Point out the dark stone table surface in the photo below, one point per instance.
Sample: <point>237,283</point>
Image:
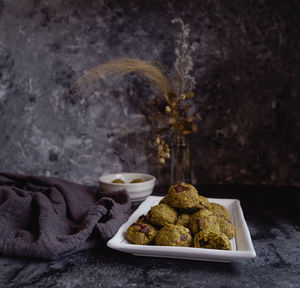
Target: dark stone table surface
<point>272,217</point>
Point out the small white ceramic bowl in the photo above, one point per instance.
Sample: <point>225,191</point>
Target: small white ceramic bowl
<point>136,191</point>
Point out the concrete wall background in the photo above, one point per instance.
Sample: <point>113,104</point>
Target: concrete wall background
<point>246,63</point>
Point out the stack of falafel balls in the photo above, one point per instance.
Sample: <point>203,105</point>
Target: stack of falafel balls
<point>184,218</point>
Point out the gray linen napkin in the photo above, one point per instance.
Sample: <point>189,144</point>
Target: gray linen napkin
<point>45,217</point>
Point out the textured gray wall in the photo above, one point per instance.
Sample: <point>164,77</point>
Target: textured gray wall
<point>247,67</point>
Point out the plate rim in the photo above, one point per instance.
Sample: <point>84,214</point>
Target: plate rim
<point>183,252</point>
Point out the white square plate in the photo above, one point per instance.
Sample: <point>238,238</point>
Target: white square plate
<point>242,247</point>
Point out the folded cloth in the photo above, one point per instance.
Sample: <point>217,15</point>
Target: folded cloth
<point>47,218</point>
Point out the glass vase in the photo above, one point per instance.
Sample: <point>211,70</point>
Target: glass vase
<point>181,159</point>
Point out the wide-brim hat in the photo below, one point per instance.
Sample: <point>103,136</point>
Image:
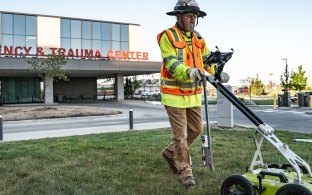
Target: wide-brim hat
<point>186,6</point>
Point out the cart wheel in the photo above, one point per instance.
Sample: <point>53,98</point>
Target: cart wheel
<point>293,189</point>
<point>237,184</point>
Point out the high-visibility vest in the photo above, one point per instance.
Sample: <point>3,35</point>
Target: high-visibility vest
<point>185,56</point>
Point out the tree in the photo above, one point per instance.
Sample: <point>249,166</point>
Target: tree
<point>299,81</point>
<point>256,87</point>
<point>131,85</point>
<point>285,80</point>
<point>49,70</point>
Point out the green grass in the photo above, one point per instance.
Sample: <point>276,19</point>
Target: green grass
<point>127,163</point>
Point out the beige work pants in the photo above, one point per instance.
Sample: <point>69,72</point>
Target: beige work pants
○ ○ ○ ○ ○
Print the listing above in full, exactly as written. Omit any pictures.

Finished task:
Point out the dark stone table surface in the photo below, one point per instance.
Sample: <point>237,283</point>
Image:
Target: dark stone table surface
<point>272,217</point>
Point out the small white ceramic bowl in the photo above, one point per instance.
Sample: <point>225,191</point>
Target: small white ceramic bowl
<point>136,191</point>
Point out the concrete wall background in the photo above, one point per instance.
Sample: <point>113,104</point>
Target: concrete wall background
<point>246,63</point>
Point out the stack of falafel balls in the photo above, one point per instance.
Sample: <point>203,105</point>
Target: stack of falafel balls
<point>184,218</point>
Point out the gray linen napkin in the photo above, one point per instance.
Sample: <point>189,144</point>
Target: gray linen napkin
<point>45,217</point>
Point out the textured gray wall in the photo above, one point per instance.
Sample: <point>164,77</point>
Target: textured gray wall
<point>247,67</point>
Point out the plate rim in the photo above, one point per instance.
Sample: <point>84,214</point>
Target: plate rim
<point>183,252</point>
Point out the white square plate in the photo above, one point per instance.
Sample: <point>238,238</point>
Target: white square plate
<point>242,247</point>
Point out the folded cloth in the photo above, one point per instance.
Sample: <point>217,15</point>
Target: folded cloth
<point>47,218</point>
Point out the glass vase in the photo above, one point per instance.
Sample: <point>211,70</point>
Target: glass vase
<point>181,159</point>
Point out the wide-brim hat in the photo below, one point per instance.
Sample: <point>103,136</point>
Image:
Target: wide-brim hat
<point>186,6</point>
Point out the cart wheel in the photo above, one point per instance.
Sample: <point>53,98</point>
Target: cart wheel
<point>293,189</point>
<point>237,184</point>
Point out the high-visibility vest in the photo above, one point per instance.
Sample: <point>3,35</point>
Target: high-visibility vest
<point>185,56</point>
Point out the tree in the photo above, one point per instance.
Sample: <point>249,166</point>
Target: tree
<point>299,81</point>
<point>256,87</point>
<point>131,85</point>
<point>285,80</point>
<point>49,70</point>
Point out the green grass in the photo above, one point per instance.
Sample: <point>276,19</point>
Target: green grass
<point>127,163</point>
Point out the beige work pants in the photo above, one point per instance.
Sample: <point>69,72</point>
Target: beige work pants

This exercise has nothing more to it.